:: DATA FOR THIS EXERCISE ::
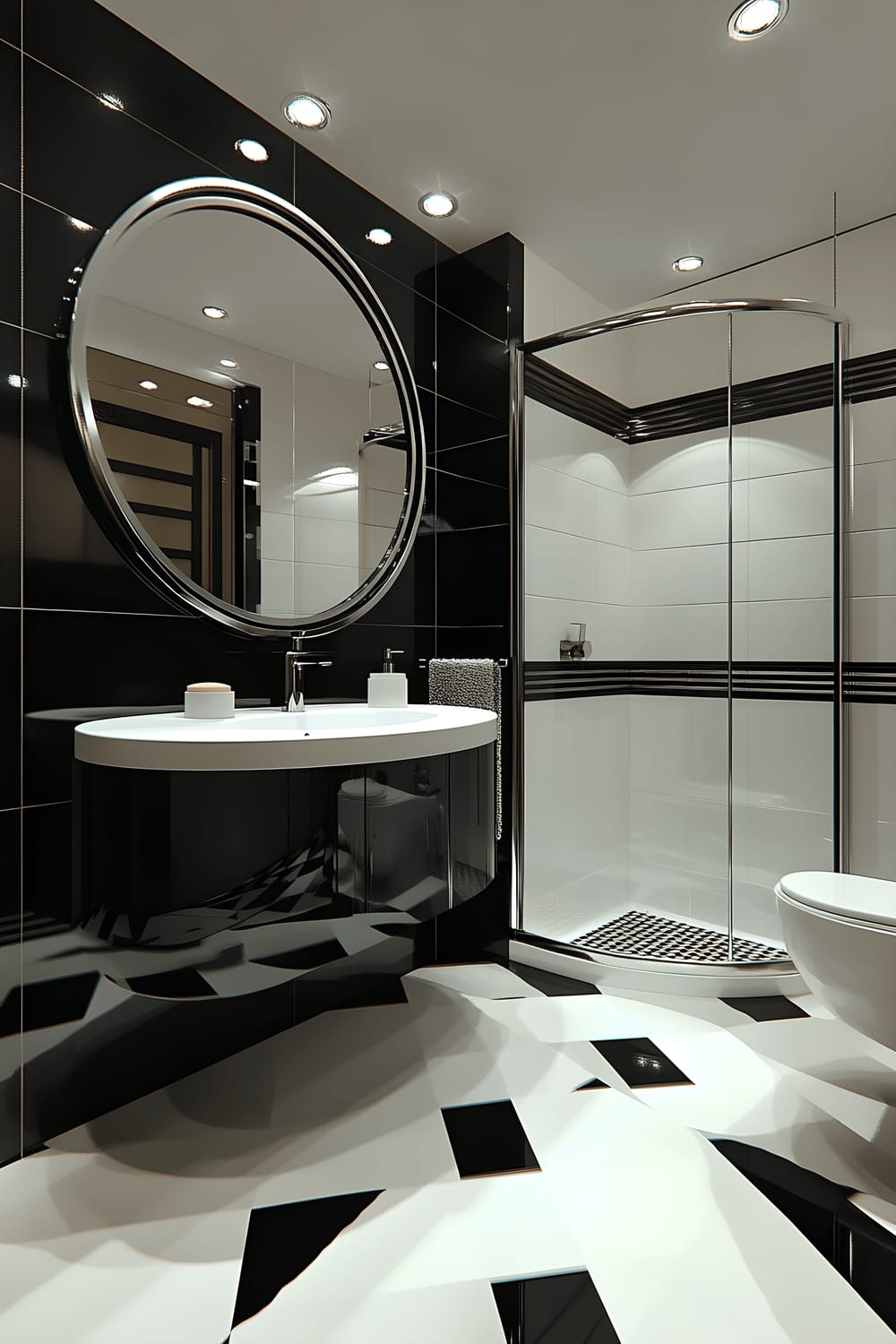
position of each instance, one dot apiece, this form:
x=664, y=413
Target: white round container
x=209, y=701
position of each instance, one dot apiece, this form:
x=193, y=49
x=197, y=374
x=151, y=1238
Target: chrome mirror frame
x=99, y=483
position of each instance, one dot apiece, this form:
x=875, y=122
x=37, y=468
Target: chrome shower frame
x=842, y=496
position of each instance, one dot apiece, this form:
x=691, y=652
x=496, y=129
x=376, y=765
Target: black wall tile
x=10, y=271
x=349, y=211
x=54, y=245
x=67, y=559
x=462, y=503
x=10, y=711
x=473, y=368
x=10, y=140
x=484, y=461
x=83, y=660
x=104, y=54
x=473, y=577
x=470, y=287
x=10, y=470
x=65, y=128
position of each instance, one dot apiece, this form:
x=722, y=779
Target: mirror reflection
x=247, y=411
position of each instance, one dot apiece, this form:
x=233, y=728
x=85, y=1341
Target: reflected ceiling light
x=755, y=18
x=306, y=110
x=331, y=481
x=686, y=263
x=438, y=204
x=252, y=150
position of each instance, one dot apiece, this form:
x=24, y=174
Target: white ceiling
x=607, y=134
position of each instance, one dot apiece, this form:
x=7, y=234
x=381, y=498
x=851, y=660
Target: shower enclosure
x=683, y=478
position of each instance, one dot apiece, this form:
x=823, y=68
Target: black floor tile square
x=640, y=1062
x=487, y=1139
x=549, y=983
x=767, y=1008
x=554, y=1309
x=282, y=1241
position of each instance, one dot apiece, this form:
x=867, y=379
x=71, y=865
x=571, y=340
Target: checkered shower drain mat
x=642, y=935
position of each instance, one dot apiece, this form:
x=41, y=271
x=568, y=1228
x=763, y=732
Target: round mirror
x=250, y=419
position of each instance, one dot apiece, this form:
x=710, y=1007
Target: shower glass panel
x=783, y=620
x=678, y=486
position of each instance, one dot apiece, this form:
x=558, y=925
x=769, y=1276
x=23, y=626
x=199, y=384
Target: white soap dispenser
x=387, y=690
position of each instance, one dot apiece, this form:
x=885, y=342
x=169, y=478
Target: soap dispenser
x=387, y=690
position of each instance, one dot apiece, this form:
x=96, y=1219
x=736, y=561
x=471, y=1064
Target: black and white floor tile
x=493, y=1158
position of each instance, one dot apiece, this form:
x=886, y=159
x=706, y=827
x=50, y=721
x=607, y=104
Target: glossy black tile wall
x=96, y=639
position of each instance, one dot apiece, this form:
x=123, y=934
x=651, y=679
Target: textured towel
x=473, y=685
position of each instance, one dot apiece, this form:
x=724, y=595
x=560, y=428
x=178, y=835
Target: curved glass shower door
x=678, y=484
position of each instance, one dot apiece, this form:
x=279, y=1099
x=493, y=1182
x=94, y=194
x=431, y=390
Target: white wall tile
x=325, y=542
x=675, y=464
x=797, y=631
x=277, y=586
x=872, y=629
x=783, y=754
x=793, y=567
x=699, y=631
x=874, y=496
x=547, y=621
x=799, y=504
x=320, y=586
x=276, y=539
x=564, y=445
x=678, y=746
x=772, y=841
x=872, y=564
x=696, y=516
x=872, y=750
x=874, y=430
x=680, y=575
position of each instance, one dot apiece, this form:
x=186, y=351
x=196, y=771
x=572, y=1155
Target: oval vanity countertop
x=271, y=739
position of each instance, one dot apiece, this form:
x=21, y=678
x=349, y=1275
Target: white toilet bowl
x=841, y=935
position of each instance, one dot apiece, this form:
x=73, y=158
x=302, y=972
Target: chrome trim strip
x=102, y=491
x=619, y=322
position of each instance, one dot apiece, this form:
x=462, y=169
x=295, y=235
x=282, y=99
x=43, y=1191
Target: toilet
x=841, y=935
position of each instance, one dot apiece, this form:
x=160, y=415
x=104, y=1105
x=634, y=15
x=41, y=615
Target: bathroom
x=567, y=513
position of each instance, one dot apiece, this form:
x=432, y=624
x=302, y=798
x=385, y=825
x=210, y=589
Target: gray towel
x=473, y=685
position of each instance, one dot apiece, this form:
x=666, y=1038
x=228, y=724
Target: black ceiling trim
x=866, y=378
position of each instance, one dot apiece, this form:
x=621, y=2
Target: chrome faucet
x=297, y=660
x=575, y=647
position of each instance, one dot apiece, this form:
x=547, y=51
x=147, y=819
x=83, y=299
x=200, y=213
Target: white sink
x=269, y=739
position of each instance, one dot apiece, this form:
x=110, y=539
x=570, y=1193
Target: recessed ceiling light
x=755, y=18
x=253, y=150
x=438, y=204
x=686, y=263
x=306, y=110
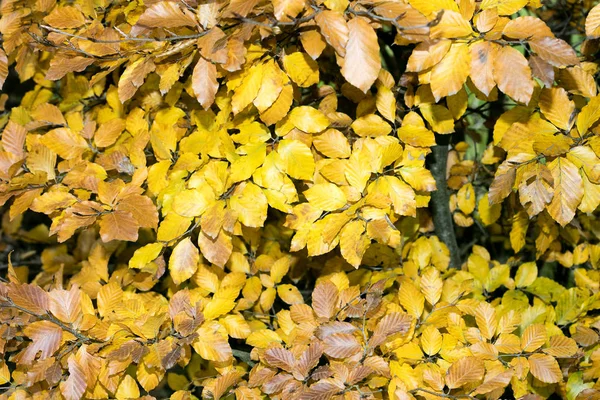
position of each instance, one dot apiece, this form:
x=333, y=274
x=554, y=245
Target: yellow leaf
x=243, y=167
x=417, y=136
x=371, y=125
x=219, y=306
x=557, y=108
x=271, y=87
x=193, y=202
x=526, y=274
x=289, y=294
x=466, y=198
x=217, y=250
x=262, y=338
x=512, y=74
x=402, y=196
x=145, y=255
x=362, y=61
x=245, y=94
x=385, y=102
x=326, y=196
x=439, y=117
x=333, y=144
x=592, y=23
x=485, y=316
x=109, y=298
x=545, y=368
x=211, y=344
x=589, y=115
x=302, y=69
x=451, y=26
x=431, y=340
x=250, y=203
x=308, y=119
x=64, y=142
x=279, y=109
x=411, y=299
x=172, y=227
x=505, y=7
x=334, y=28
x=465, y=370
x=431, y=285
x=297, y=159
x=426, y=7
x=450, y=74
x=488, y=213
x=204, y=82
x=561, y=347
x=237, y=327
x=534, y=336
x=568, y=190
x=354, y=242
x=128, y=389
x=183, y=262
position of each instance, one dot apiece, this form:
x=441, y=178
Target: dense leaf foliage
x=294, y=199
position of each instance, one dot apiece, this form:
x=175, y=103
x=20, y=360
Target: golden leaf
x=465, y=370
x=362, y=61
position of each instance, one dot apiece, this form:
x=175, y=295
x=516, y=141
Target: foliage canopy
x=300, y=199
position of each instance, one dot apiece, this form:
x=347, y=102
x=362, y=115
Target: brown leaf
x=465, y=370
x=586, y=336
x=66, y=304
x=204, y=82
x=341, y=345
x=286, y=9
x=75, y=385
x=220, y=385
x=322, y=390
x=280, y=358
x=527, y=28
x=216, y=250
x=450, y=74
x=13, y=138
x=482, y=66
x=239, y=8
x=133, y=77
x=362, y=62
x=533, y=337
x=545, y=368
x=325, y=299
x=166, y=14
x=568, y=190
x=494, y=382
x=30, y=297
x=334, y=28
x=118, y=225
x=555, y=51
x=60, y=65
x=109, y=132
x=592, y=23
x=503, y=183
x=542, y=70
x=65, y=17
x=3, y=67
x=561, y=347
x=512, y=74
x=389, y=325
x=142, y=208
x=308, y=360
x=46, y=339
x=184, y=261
:::
## TASK DETAILS
Print the complete listing exactly as it stands, without its pictures.

## YOUR RESPONSE
position of each instance, one dot apiece, this form:
x=664, y=413
Target: white round container
x=209, y=701
position of each instance, one dot apiece, this form:
x=193, y=49
x=197, y=374
x=151, y=1238
Target: chrome mirror frame
x=99, y=483
position of each instance, one dot apiece, this form:
x=875, y=122
x=37, y=468
Target: chrome shower frame
x=842, y=496
position of each instance, one dot apiece, this form:
x=691, y=652
x=496, y=129
x=376, y=765
Target: black wall tile
x=10, y=271
x=349, y=211
x=54, y=245
x=67, y=559
x=462, y=503
x=10, y=711
x=473, y=368
x=10, y=140
x=484, y=461
x=83, y=660
x=104, y=54
x=473, y=577
x=470, y=287
x=10, y=470
x=65, y=128
position of each instance, one dot apiece, this form:
x=722, y=779
Target: mirror reflection
x=247, y=411
position of each instance, one dot apiece, this form:
x=233, y=728
x=85, y=1341
Target: reflected ceiling light
x=755, y=18
x=306, y=110
x=331, y=481
x=686, y=263
x=438, y=204
x=252, y=150
position of each instance, one dot apiece, this form:
x=24, y=174
Target: white ceiling
x=607, y=134
position of each instance, one dot apiece, this form:
x=7, y=234
x=381, y=498
x=851, y=660
Target: shower enclosure
x=683, y=478
position of each instance, one dot apiece, this form:
x=823, y=68
Target: black floor tile square
x=640, y=1062
x=487, y=1139
x=549, y=983
x=767, y=1008
x=554, y=1309
x=282, y=1241
position of each instance, one dot apiece, this form:
x=867, y=379
x=71, y=865
x=571, y=340
Target: checkered shower drain mat
x=642, y=935
position of each instance, one dot apiece, this form:
x=41, y=271
x=568, y=1228
x=763, y=732
Target: round mirror
x=250, y=419
position of each instance, one dot apiece, this form:
x=710, y=1007
Target: shower glass panel
x=783, y=620
x=678, y=486
position of each instance, one dot apiece, this form:
x=558, y=925
x=769, y=1276
x=23, y=626
x=199, y=384
Target: white soap dispenser
x=387, y=690
position of each instance, one dot apiece, this form:
x=885, y=342
x=169, y=478
Target: soap dispenser
x=387, y=690
position of each instance, one dot apiece, this form:
x=96, y=1219
x=736, y=561
x=471, y=1064
Target: black and white floor tile
x=493, y=1158
position of each instance, one dot apiece, this form:
x=886, y=159
x=706, y=827
x=50, y=721
x=607, y=104
Target: glossy black tile wall
x=96, y=639
position of each instance, one dot apiece, this form:
x=123, y=934
x=651, y=679
Target: textured towel
x=473, y=685
position of each instance, one dot apiece, this form:
x=724, y=595
x=560, y=428
x=178, y=835
Target: curved glass shower door
x=678, y=484
position of each instance, one dot apiece, this form:
x=279, y=1099
x=493, y=1182
x=94, y=194
x=431, y=390
Target: white wall tile
x=325, y=542
x=675, y=464
x=797, y=631
x=277, y=586
x=872, y=629
x=783, y=754
x=793, y=567
x=699, y=631
x=874, y=496
x=547, y=621
x=799, y=504
x=320, y=586
x=276, y=539
x=564, y=445
x=678, y=746
x=772, y=841
x=872, y=564
x=696, y=516
x=872, y=750
x=874, y=430
x=680, y=575
position of each instance, one dot apiece, this form:
x=186, y=351
x=196, y=771
x=572, y=1155
Target: oval vanity countertop
x=271, y=739
position of each instance, one dot apiece, this form:
x=21, y=678
x=349, y=1275
Target: white toilet bowl
x=841, y=935
position of each instance, one dot apiece, this form:
x=73, y=158
x=302, y=972
Target: chrome trim strip
x=102, y=491
x=619, y=322
position of each instance, one dot apiece, this form:
x=462, y=169
x=295, y=235
x=282, y=99
x=43, y=1191
Target: toilet
x=841, y=935
position of each instance, one dot apiece, this form:
x=160, y=415
x=104, y=1105
x=634, y=15
x=41, y=615
Target: bathroom
x=567, y=513
position of each instance, one dot apiece, this form:
x=432, y=624
x=302, y=798
x=385, y=825
x=210, y=589
Target: gray towel
x=473, y=685
position of each instance, one dot apiece, this form:
x=666, y=1038
x=228, y=724
Target: black ceiling trim
x=866, y=378
position of each instance, one dot apiece, this form:
x=621, y=2
Target: chrome faucet
x=297, y=660
x=575, y=647
position of each instance, one dot apiece, this form:
x=547, y=51
x=147, y=819
x=83, y=299
x=200, y=213
Target: white sink
x=269, y=739
position of each instance, one dot apiece, this form:
x=110, y=539
x=570, y=1193
Target: recessed ceiling light
x=755, y=18
x=253, y=150
x=438, y=204
x=686, y=263
x=306, y=110
position of each instance, one dot apiece, this form:
x=333, y=274
x=554, y=245
Target: yellow leaf
x=243, y=167
x=417, y=136
x=371, y=125
x=219, y=306
x=557, y=108
x=271, y=87
x=193, y=202
x=526, y=274
x=289, y=294
x=466, y=198
x=217, y=250
x=262, y=338
x=512, y=74
x=402, y=196
x=145, y=255
x=362, y=61
x=245, y=94
x=385, y=102
x=326, y=196
x=439, y=117
x=333, y=144
x=592, y=23
x=485, y=316
x=109, y=298
x=545, y=368
x=211, y=344
x=589, y=115
x=302, y=69
x=451, y=26
x=431, y=340
x=250, y=203
x=308, y=119
x=64, y=142
x=279, y=109
x=411, y=299
x=172, y=227
x=505, y=7
x=334, y=28
x=465, y=370
x=431, y=285
x=297, y=159
x=426, y=7
x=450, y=74
x=488, y=213
x=204, y=82
x=561, y=347
x=237, y=327
x=534, y=336
x=568, y=190
x=354, y=242
x=128, y=389
x=183, y=262
position of each instance, one dot apiece, this form:
x=441, y=178
Target: dense leaf foliage
x=294, y=199
position of each instance, one dot apiece, this form:
x=175, y=103
x=20, y=360
Target: golden leaf
x=465, y=370
x=362, y=61
position of each instance, one dot apiece, this form:
x=175, y=295
x=516, y=141
Target: foliage canopy
x=300, y=199
position of each instance, one dot apiece, this form:
x=347, y=102
x=362, y=115
Target: brown leaf
x=465, y=370
x=586, y=336
x=66, y=304
x=204, y=82
x=341, y=345
x=286, y=9
x=75, y=385
x=220, y=385
x=322, y=390
x=280, y=358
x=527, y=28
x=216, y=250
x=450, y=74
x=13, y=138
x=482, y=66
x=239, y=8
x=133, y=77
x=362, y=62
x=533, y=337
x=545, y=368
x=325, y=299
x=166, y=14
x=568, y=190
x=494, y=382
x=30, y=297
x=334, y=28
x=118, y=225
x=555, y=51
x=60, y=65
x=109, y=132
x=592, y=23
x=503, y=183
x=542, y=70
x=65, y=17
x=3, y=67
x=561, y=347
x=512, y=74
x=389, y=325
x=142, y=208
x=308, y=360
x=46, y=339
x=184, y=261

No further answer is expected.